• REQUIRED TASK: Every entry below must appear again, exactly as written.

═══ RECORDS FOR THIS EXERCISE ═══

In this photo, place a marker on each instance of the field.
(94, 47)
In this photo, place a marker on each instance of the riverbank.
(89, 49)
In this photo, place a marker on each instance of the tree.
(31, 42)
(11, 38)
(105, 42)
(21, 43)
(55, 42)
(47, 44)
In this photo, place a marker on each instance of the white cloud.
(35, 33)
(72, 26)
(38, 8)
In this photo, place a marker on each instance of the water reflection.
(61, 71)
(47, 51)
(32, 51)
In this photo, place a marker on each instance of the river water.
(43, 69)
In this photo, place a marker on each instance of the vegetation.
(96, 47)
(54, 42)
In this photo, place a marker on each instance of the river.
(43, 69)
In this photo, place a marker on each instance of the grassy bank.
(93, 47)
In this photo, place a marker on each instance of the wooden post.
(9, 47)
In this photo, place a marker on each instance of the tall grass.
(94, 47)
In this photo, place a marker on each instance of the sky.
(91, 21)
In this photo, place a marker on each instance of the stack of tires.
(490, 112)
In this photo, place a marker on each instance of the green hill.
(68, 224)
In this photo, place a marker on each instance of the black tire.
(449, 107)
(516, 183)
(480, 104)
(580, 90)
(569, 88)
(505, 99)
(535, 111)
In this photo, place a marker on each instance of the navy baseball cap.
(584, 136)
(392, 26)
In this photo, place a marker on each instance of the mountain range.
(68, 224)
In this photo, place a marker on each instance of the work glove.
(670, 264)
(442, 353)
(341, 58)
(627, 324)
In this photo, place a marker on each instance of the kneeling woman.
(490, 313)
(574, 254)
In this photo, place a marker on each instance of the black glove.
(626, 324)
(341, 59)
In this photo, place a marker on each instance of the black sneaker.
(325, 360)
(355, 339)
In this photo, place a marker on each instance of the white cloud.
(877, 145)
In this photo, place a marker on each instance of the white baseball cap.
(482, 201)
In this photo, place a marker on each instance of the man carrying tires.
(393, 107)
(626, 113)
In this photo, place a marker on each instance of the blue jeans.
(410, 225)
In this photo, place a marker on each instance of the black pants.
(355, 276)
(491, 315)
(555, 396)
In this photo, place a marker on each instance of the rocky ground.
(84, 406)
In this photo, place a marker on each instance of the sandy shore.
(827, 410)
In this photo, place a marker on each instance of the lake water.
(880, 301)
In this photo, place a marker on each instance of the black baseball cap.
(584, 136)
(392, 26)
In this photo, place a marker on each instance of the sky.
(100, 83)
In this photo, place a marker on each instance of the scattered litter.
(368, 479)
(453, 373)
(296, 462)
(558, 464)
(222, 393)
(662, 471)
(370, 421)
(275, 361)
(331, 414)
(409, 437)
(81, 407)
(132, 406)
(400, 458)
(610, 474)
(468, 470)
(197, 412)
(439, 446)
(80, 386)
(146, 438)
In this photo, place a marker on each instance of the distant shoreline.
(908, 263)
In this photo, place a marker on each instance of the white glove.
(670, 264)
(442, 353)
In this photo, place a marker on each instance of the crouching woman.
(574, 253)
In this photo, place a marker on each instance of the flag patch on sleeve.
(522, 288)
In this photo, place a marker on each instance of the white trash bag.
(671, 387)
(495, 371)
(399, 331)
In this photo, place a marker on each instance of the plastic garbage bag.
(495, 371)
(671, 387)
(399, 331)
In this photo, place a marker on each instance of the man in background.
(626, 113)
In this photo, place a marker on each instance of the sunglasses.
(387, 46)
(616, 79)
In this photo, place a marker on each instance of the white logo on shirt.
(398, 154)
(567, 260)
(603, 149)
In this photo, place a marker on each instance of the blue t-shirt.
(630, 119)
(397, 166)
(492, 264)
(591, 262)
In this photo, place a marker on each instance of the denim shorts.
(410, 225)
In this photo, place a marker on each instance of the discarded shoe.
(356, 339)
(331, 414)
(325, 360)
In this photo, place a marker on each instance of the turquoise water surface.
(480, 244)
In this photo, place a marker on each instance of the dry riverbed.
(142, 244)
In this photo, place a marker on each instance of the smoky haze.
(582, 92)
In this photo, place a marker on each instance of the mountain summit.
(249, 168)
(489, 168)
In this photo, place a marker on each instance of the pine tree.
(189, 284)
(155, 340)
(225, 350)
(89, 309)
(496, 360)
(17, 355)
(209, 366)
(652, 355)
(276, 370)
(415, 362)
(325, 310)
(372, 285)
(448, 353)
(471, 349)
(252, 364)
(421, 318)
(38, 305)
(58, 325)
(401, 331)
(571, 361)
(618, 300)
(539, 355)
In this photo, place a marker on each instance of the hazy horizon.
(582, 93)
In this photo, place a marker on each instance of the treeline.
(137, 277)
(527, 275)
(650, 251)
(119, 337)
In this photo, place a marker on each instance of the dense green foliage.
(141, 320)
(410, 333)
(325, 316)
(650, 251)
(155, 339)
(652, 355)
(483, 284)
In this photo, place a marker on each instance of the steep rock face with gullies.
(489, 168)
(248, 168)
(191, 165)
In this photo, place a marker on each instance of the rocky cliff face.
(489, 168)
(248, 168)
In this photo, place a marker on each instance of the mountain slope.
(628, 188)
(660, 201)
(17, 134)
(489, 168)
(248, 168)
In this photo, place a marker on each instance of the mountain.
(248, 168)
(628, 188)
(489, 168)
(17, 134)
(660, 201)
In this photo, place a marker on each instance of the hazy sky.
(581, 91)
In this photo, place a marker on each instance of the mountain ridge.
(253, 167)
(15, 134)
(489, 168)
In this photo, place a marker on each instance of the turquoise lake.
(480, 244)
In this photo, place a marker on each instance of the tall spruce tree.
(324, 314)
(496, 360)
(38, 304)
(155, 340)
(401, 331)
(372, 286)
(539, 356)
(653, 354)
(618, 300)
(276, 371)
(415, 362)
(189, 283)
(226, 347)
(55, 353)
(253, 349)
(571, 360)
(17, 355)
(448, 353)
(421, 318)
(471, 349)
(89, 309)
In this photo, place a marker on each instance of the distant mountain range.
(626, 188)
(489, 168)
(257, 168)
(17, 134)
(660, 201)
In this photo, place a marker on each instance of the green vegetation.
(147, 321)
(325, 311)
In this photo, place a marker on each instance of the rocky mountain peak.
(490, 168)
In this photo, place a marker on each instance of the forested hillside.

═══

• OUTPUT OF THE TASK:
In this photo, place a marker on each instance of the field.
(94, 47)
In this photo, place a marker on each instance of the riverbank.
(89, 49)
In this photo, place a marker on each instance of the tree.
(31, 42)
(11, 38)
(105, 42)
(21, 43)
(55, 42)
(47, 44)
In this photo, place a marker on each instance of the white cloud.
(35, 33)
(72, 26)
(38, 8)
In this photo, place a marker on each instance of the water reflection.
(61, 71)
(47, 51)
(32, 51)
In this photo, place a marker on each instance of the river water.
(43, 69)
In this photo, place a marker on each instance of the vegetation.
(96, 47)
(54, 42)
In this photo, place a marker on each instance of the river.
(43, 69)
In this photo, place a marker on each instance of the grassy bank.
(93, 47)
In this photo, place a marker on each instance of the wooden post.
(9, 47)
In this photo, place a marker on each instance of the tall grass.
(94, 47)
In this photo, place a marker on each instance of the sky.
(91, 21)
In this photo, place a marker on each instance of the stack of tires.
(490, 112)
In this photo, place a marker on each instance of the green hill.
(68, 224)
In this photo, place a marker on each instance of the black tire.
(449, 107)
(516, 183)
(480, 104)
(580, 90)
(569, 88)
(505, 99)
(535, 111)
In this photo, place a marker on each instance of the navy baseball cap.
(584, 136)
(392, 26)
In this photo, place a marker on each instance of the mountain range.
(68, 224)
In this photo, place a marker on each instance of the work glove.
(670, 264)
(442, 353)
(341, 58)
(627, 324)
In this photo, place a marker on each instance of the kneeling woman.
(490, 313)
(574, 254)
In this photo, place a marker on each instance of the black glove.
(626, 324)
(341, 59)
In this photo, place a marker on each instance of the black sneaker.
(325, 360)
(355, 339)
In this photo, place a marker on each instance of the white cloud.
(877, 145)
In this photo, place a marker on each instance of the white baseball cap.
(482, 201)
In this photo, place a marker on each instance of the man carrying tires.
(393, 107)
(626, 113)
In this photo, place a marker on each instance of the blue jeans.
(410, 225)
In this photo, place a marker on each instance of the black pants.
(355, 276)
(491, 315)
(555, 396)
In this photo, place a marker on each instance of the rocky ground.
(84, 406)
In this photo, place a marker on each instance of the sandy shore.
(827, 410)
In this photo, place a marker on each instance of the lake water.
(880, 301)
In this photo, place a marker on each instance of the black baseball cap.
(584, 136)
(392, 26)
In this photo, place a marker on each instance of the sky.
(100, 83)
In this photo, place a marker on each instance of the scattered litter.
(368, 479)
(453, 373)
(296, 462)
(558, 464)
(222, 393)
(662, 471)
(370, 421)
(275, 361)
(331, 414)
(409, 437)
(81, 407)
(132, 406)
(400, 458)
(610, 474)
(468, 470)
(197, 412)
(439, 446)
(80, 386)
(146, 438)
In this photo, place a marker on each instance of the distant shoreline.
(908, 263)
In this photo, place a marker on each instance of the white glove.
(670, 264)
(442, 353)
In this photo, place a marker on each instance of the crouching woman.
(574, 253)
In this photo, place a marker on each instance of the flag patch on sleeve.
(522, 288)
In this photo, place a marker on each instance of the white trash bag.
(671, 387)
(495, 371)
(399, 331)
In this photo, place a marker on each instance of the plastic garbage bag.
(495, 371)
(671, 387)
(399, 331)
In this photo, place a marker on each instance of the man in background.
(626, 113)
In this photo, place a marker on each instance of the sunglasses.
(387, 46)
(616, 79)
In this photo, place a marker on each instance of the white logo on shirt.
(398, 154)
(567, 260)
(603, 149)
In this photo, place a marker on each instance of the blue t-shirt.
(630, 119)
(397, 166)
(492, 264)
(591, 262)
In this photo, place a marker on each instance of the denim shorts.
(410, 225)
In this photo, place a marker on each instance of the discarded shoe.
(356, 339)
(331, 414)
(325, 360)
In this photo, place a marker on each instance of the turquoise water surface.
(480, 244)
In this photo, place a marker on each instance of the dry riverbed.
(142, 244)
In this photo, place a marker on each instance of the smoky haze.
(582, 92)
In this photo, place a marker on each instance of the mountain summit.
(249, 168)
(489, 168)
In this photo, place a marker on each instance of the pine tree.
(189, 284)
(155, 340)
(225, 350)
(89, 309)
(496, 360)
(17, 355)
(209, 366)
(652, 355)
(276, 370)
(415, 362)
(325, 310)
(372, 285)
(448, 353)
(471, 349)
(252, 364)
(421, 318)
(38, 305)
(58, 325)
(401, 331)
(571, 361)
(618, 300)
(539, 355)
In this photo, place a marker on each instance of the hazy horizon.
(582, 93)
In this photo, place a marker on each instance of the treeline.
(137, 277)
(527, 275)
(650, 251)
(119, 337)
In this photo, place a marker on each instance of the dense green foliage.
(141, 320)
(410, 333)
(325, 316)
(650, 251)
(155, 339)
(652, 355)
(483, 284)
In this photo, place a marker on each instance of the steep rock face with gullies.
(489, 168)
(248, 168)
(191, 165)
In this photo, place a marker on each instance of the rocky cliff face.
(489, 168)
(248, 168)
In this photo, place a marker on each instance of the mountain slope.
(628, 188)
(660, 201)
(17, 134)
(489, 168)
(248, 168)
In this photo, place a marker on each instance of the mountain.
(248, 168)
(628, 188)
(489, 168)
(17, 134)
(660, 201)
In this photo, place a marker on each instance of the hazy sky.
(581, 91)
In this photo, place a marker on each instance of the mountain ridge.
(253, 167)
(15, 134)
(489, 168)
In this photo, place a marker on each instance of the turquoise lake.
(480, 244)
In this photo, place a marker on each instance of the tall spruce tree.
(324, 314)
(496, 360)
(38, 304)
(155, 340)
(401, 331)
(372, 286)
(539, 356)
(653, 354)
(618, 300)
(276, 371)
(415, 362)
(189, 283)
(226, 347)
(55, 353)
(253, 349)
(571, 360)
(17, 355)
(448, 353)
(421, 318)
(471, 349)
(89, 309)
In this photo, place a marker on each instance of the distant mountain range.
(626, 188)
(489, 168)
(257, 168)
(17, 134)
(660, 201)
In this photo, place a marker on each instance of the green vegetation.
(147, 321)
(325, 311)
In this photo, place a marker on each instance of the rocky mountain peak.
(490, 168)
In this photo, place a marker on each instance of the forested hillside.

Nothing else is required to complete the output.